▸ Extrait fourni
━━━━
Lorsque l'évêque assistait, il était derrière l'officiant, précédé de sa croix et de sa crosse, mais seulement en habit épiscopal parce que « l'office ne lui appartenait pas. »

Derrière Sa Grandeur, ou l'officiant, venaient, à droite, les corps judiciaires, qui relevaient de la ville, précédés et suivis des chevaliers du guet ; et à gauche, le corps municipal et des anciens maires, précédés et suivis des cinquanteniers.


Quand l'intendant daignait honorer la solennité de sa présence, était à la tête des tribunaux comme intendant de justice.


Quant à l'ordre des chants et du cérémonial, prescrit par ordonnances de NN. SS. les évêques en 1746, 1772 et 1790, il était tel :

En commençant, on chantait successivement le répons Non audietur, puis celui de saint Mamert, enfin celui de saint Aignan, réservé aux choristes de la collégiale de ce nom. Les répons devaient conduire jusqu’au pont.


Avant 1762, ce pont était encore le pont de la Pucelle, qui séparait le châtelet des Tourelles. Alors, au moment où l'on arrivait aux Tourelles, l'on tirait le canon, ou les boites ; le Puceau, avec son drapeau et son escorte, montait, au son d'une musique guerrière, sur l’échafaud dressé à l'extérieur du pont, et du haut de son échauguette, il saluait l'évêque, l'officiant ; puis l'intendant, le maire, les échevins et les membres des autres corps, à mesure qu’ils défilaient devant lui.


Après 1762, le pont à traverser pour se rendre à l'église des Augustins qui, comme bastille anglaise de 1429, remplaçait les Tourelles, était le nouveau pont, où aboutissait la rue Royale. Pour le gagner, la procession, après avoir franchi la porte de l'ancien pont obliquait à droite, et par le quai, atteignait le nouveau pont.


Vers le milieu, un des chapiers entonnait l'antienne In curribus ; l'autre commençait le psaume Omnes gentes, que les deux chœurs continuaient jusqu'à l'église des Augustins.
━━━━
▸ Exercices
1. Recopiez le passage de l'extrait sur la procession, depuis « Derrière Sa Grandeur, ou » jusqu'à « suivis des cinquanteniers. ».
2. Résumez en trois phrases l'extrait sur la procession.
━━━━
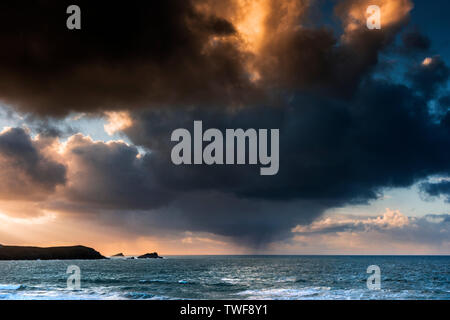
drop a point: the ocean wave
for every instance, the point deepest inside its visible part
(11, 286)
(284, 293)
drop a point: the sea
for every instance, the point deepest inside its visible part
(229, 278)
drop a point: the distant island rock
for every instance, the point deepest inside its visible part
(119, 255)
(153, 255)
(52, 253)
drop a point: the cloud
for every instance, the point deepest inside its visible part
(392, 226)
(437, 189)
(189, 52)
(26, 172)
(428, 77)
(414, 40)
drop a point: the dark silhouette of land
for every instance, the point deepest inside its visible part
(52, 253)
(153, 255)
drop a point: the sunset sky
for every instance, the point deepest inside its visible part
(364, 117)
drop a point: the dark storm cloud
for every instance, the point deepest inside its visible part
(170, 53)
(414, 40)
(437, 189)
(394, 226)
(428, 77)
(335, 149)
(130, 55)
(110, 176)
(25, 171)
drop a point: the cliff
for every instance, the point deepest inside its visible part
(53, 253)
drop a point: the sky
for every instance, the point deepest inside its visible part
(86, 118)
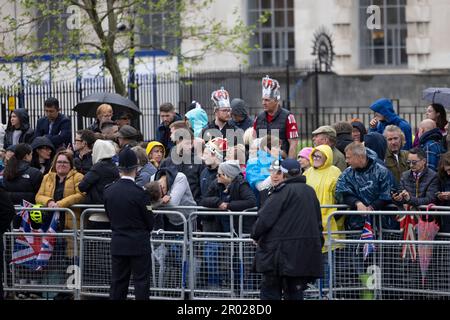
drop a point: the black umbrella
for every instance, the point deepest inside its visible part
(88, 106)
(437, 95)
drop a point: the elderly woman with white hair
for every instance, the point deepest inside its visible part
(102, 173)
(230, 192)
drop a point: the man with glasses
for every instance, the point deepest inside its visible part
(395, 158)
(222, 117)
(55, 126)
(288, 234)
(419, 185)
(365, 186)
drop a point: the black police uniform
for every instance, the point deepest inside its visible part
(131, 224)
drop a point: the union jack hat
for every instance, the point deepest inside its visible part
(217, 146)
(221, 98)
(270, 88)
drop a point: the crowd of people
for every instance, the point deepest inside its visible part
(232, 163)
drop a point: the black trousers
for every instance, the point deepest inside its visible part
(276, 288)
(1, 267)
(122, 268)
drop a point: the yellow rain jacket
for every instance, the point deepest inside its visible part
(323, 181)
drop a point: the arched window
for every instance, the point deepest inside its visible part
(275, 37)
(384, 47)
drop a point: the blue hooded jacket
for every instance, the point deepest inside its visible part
(368, 185)
(431, 143)
(385, 108)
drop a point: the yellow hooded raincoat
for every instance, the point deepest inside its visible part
(323, 181)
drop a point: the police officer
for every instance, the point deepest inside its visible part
(131, 224)
(288, 233)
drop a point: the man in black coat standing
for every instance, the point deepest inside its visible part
(131, 224)
(7, 213)
(288, 233)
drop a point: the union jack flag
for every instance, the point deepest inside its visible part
(32, 251)
(367, 234)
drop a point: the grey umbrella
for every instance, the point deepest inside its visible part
(88, 106)
(437, 95)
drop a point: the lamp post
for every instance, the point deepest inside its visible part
(131, 65)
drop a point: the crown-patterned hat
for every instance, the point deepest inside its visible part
(270, 88)
(217, 146)
(221, 98)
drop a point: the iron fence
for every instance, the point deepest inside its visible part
(181, 90)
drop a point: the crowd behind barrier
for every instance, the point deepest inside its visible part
(206, 265)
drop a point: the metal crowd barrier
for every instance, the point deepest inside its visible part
(202, 265)
(41, 264)
(169, 260)
(222, 261)
(387, 266)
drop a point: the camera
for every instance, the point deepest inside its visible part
(121, 26)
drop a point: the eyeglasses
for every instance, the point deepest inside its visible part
(275, 171)
(412, 162)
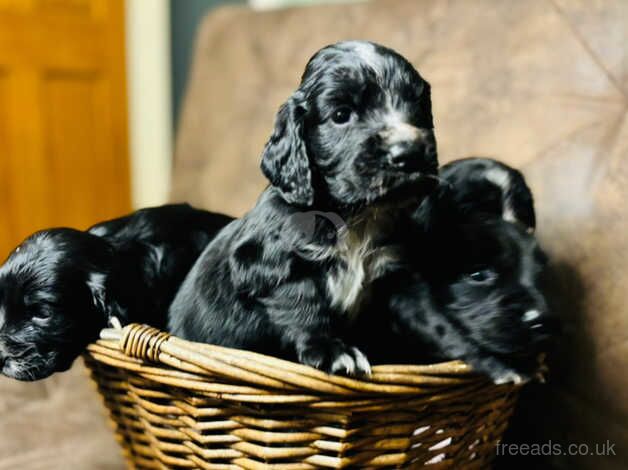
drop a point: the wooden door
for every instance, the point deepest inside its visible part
(63, 128)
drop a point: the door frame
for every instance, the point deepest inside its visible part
(149, 100)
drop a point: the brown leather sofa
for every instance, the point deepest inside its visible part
(541, 84)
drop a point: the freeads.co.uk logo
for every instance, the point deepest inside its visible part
(312, 230)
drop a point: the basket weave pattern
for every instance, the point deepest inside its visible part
(178, 404)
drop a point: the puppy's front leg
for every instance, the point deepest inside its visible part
(331, 355)
(414, 314)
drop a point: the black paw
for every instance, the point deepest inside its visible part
(334, 357)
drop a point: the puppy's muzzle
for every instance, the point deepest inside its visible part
(409, 148)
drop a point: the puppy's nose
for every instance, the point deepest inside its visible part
(407, 154)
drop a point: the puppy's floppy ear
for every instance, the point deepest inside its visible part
(284, 160)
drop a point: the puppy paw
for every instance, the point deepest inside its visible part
(509, 377)
(334, 357)
(499, 372)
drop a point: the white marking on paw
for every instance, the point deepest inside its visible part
(508, 377)
(345, 363)
(531, 315)
(362, 362)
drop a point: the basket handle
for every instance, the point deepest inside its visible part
(138, 341)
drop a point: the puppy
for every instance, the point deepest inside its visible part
(61, 286)
(353, 144)
(477, 298)
(471, 288)
(484, 185)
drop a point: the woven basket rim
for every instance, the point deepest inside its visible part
(249, 376)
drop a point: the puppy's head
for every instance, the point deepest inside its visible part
(487, 281)
(358, 130)
(489, 187)
(51, 301)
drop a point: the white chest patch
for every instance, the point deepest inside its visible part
(361, 262)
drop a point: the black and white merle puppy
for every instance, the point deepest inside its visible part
(353, 144)
(59, 288)
(473, 290)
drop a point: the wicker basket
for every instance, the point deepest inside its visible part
(178, 404)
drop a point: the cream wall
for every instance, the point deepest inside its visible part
(150, 114)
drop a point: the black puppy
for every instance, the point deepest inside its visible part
(476, 297)
(483, 185)
(61, 286)
(352, 144)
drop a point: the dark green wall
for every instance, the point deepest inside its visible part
(185, 17)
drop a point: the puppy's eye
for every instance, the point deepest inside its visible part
(484, 276)
(341, 115)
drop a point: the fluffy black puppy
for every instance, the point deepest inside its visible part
(477, 298)
(471, 288)
(483, 185)
(352, 144)
(60, 286)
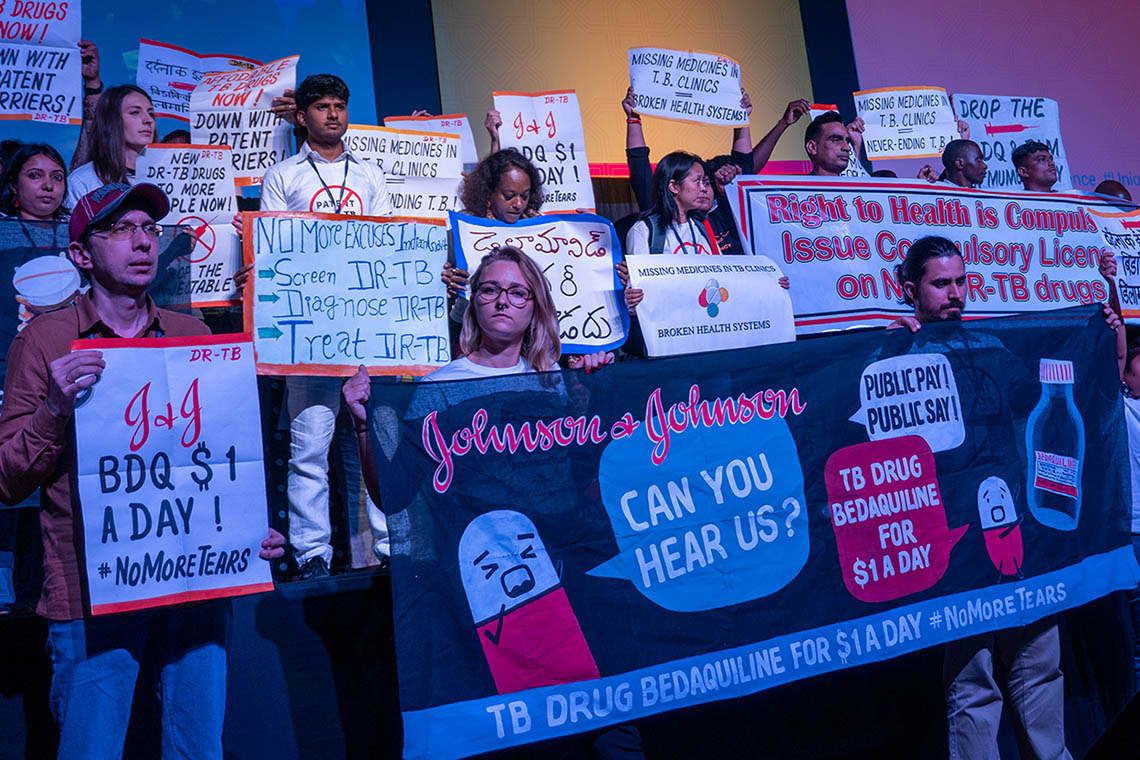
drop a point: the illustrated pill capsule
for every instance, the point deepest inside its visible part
(526, 626)
(1001, 525)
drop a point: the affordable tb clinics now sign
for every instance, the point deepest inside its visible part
(839, 240)
(583, 550)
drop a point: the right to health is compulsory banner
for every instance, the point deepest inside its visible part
(839, 240)
(576, 550)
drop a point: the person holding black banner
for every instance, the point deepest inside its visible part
(122, 127)
(511, 328)
(323, 177)
(1035, 168)
(933, 278)
(96, 660)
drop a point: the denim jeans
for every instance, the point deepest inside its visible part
(1031, 656)
(312, 405)
(95, 663)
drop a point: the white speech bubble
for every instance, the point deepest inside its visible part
(913, 394)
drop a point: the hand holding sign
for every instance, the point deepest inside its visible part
(685, 84)
(72, 374)
(546, 128)
(171, 482)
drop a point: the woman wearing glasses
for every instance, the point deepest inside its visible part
(512, 328)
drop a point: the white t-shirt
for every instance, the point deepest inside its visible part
(83, 180)
(1132, 422)
(310, 182)
(464, 368)
(686, 237)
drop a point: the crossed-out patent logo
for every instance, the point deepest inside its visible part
(713, 296)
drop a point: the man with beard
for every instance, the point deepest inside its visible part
(933, 279)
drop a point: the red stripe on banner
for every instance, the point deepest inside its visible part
(161, 342)
(181, 597)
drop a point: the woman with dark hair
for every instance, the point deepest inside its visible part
(34, 184)
(505, 187)
(123, 125)
(682, 196)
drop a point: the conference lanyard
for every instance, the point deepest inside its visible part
(692, 234)
(344, 182)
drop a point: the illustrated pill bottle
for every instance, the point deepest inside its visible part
(1055, 449)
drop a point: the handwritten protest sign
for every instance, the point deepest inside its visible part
(40, 83)
(546, 128)
(700, 87)
(196, 178)
(905, 122)
(40, 64)
(692, 304)
(233, 108)
(330, 293)
(171, 479)
(854, 168)
(999, 123)
(169, 74)
(1121, 233)
(50, 24)
(423, 169)
(577, 253)
(839, 242)
(734, 488)
(449, 124)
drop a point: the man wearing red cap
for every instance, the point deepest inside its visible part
(96, 660)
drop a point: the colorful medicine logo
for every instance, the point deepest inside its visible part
(713, 296)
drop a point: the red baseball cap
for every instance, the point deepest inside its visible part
(102, 202)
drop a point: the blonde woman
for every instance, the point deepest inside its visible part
(512, 328)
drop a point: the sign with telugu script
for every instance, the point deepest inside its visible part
(171, 479)
(577, 253)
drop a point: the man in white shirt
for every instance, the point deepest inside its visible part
(323, 177)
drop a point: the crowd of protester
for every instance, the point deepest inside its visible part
(503, 321)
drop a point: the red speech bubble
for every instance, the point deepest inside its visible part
(888, 517)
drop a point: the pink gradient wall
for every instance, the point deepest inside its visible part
(1077, 54)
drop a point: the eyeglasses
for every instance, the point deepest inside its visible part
(516, 296)
(125, 230)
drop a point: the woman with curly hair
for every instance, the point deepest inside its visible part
(505, 187)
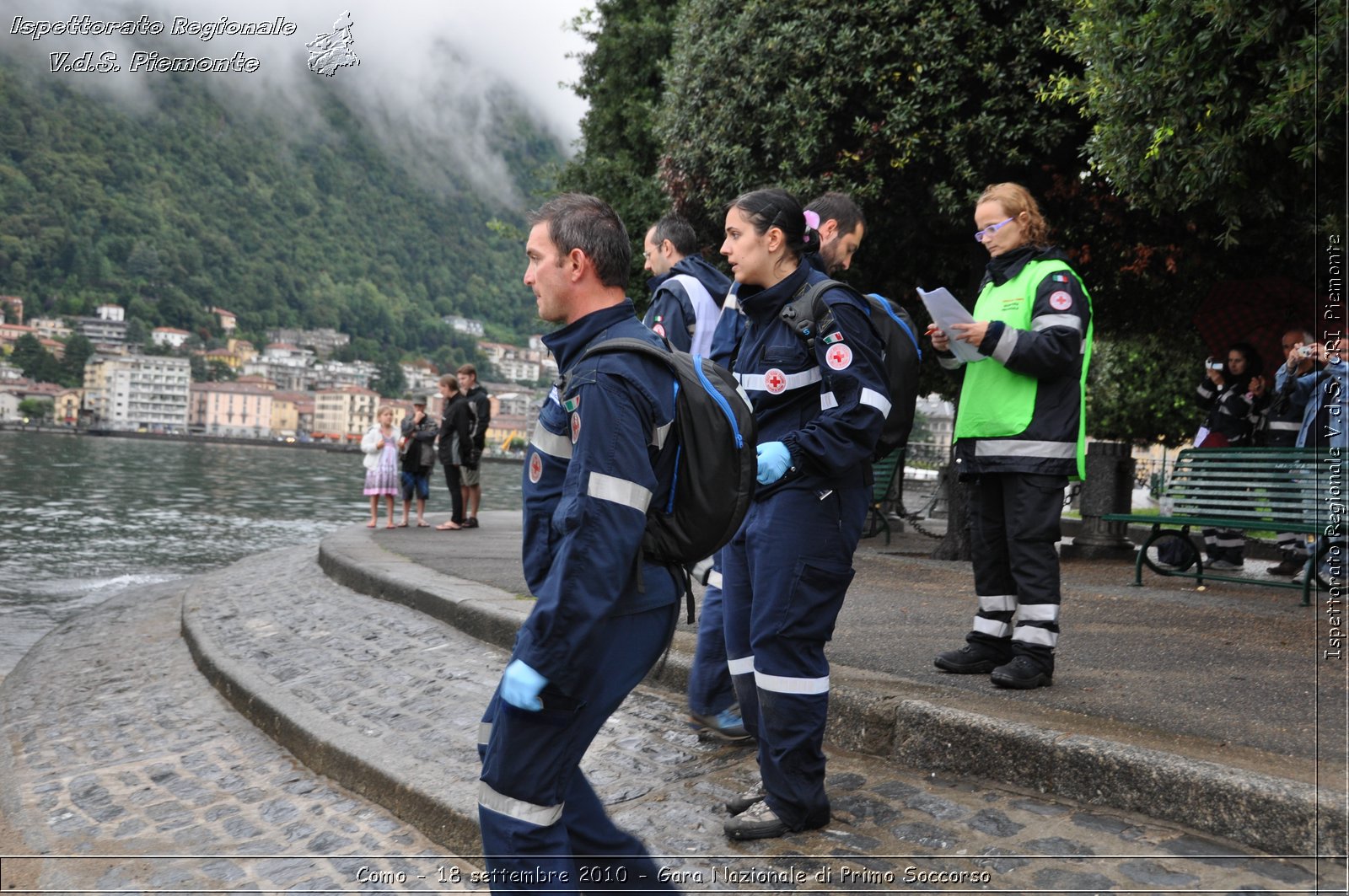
━━━━
▸ Corrigés
1.
Derrière Sa Grandeur, ou l'officiant, venaient, à droite, les corps judiciaires, qui relevaient de la ville, précédés et suivis des chevaliers du guet ; et à gauche, le corps municipal et des anciens maires, précédés et suivis des cinquanteniers.

2. Lorsque l'évêque assistait à la procession, il marchait derrière l'officiant. Derrière eux venaient, à droite, les corps judiciaires et, à gauche, le corps municipal et les anciens maires. On chantait des répons jusqu'au pont : avant 1762, le Puceau y saluait depuis son échauguette l'évêque, l'officiant et les corps qui défilaient devant lui, tandis qu'après 1762, la procession gagnait le nouveau pont et allait jusqu'à l'église des Augustins en chantant l'antienne In curribus et le psaume Omnes gentes.